_Selected passage_
Live performance evaluation

All performance parameters were calculated for 42-d-old broilers, and included final body weight (FBW, kg); feed conversion ratio (FCR, kg kg^-1); daily weight gain (DWG, g); feed intake (FI, kg), and mortality (MOR, %). Feed intake (kg bird^-1) was assessed per experimental unit. The feed conversion (FCR) values were calculated using the equation: FCR = (FCP kg) / (DWG kg). Daily weight gain (DWG) were determined using the equation: DWG (kg) = (average final weight - average initial weight)/bird age in days. The number of dead birds was daily recorded, and mortality was calculated as: MOR (%) = ((final number of dead birds)/(number of birds housed)) x 100. Livability was calculated as mortality minus 100 and expressed as a percentage.

Breast meat sampling and classification

At the commercial processing plant, breast samples of 3% of the slaughtered flock of each house were collected, totaling 5,580 breasts of broilers reared in both two types of the house (DH and TS) and from the three commercial evaluated genetic strains (Hubbard, Cobb, and Ross), from eight broiler houses (from the composition, sample 1: 3% Hubbard, sample 2: 3% Hubbard, sample 3: 3% Cobb, sample 4: 3% Cobb, sample 5: 1.5% Ross, sample 6: 1.5% Ross, sample 7: 1.5% Ross, and sample 8: 1.5% Ross).

The birds selected for the evaluation of spaghetti breast myopathy were identified in the evisceration room, after chilling and deboning. Their breasts were collected, and then 3% of the total number of breasts(n=5,580) were classified by trained professionals, who separated healthy breast from those presenting spaghetti breast characteristics (Figure 1).

Figure 1
Visual classification of spaghetti breast (SB) myopathy in broilers.

_Supplied entries_

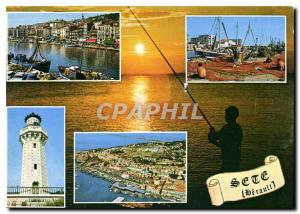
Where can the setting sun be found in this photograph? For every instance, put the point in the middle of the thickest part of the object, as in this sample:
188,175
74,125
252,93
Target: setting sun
140,49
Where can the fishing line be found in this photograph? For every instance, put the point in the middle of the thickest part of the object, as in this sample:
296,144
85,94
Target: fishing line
174,72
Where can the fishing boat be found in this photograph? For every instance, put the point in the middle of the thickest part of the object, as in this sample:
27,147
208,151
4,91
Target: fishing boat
39,64
35,61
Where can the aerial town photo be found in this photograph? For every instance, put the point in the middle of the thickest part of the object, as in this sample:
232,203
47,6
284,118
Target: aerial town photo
128,167
63,46
36,157
235,49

_Tasks to perform_
1 > Repeat the broiler passage word for word, everything from "Breast meat sampling" down to "characteristics (Figure 1).".
2 > List the performance parameters named in the sentence of the broiler passage that begins "All performance parameters were calculated".
The rows come from a separate source, not from the broiler passage.

_Task-by-task outputs_
1 >
Breast meat sampling and classification

At the commercial processing plant, breast samples of 3% of the slaughtered flock of each house were collected, totaling 5,580 breasts of broilers reared in both two types of the house (DH and TS) and from the three commercial evaluated genetic strains (Hubbard, Cobb, and Ross), from eight broiler houses (from the composition, sample 1: 3% Hubbard, sample 2: 3% Hubbard, sample 3: 3% Cobb, sample 4: 3% Cobb, sample 5: 1.5% Ross, sample 6: 1.5% Ross, sample 7: 1.5% Ross, and sample 8: 1.5% Ross).

The birds selected for the evaluation of spaghetti breast myopathy were identified in the evisceration room, after chilling and deboning. Their breasts were collected, and then 3% of the total number of breasts(n=5,580) were classified by trained professionals, who separated healthy breast from those presenting spaghetti breast characteristics (Figure 1).

2 >
- Final body weight (FBW, kg)
- Feed conversion ratio (FCR, kg kg^-1)
- Daily weight gain (DWG, g)
- Feed intake (FI, kg)
- Mortality (MOR, %)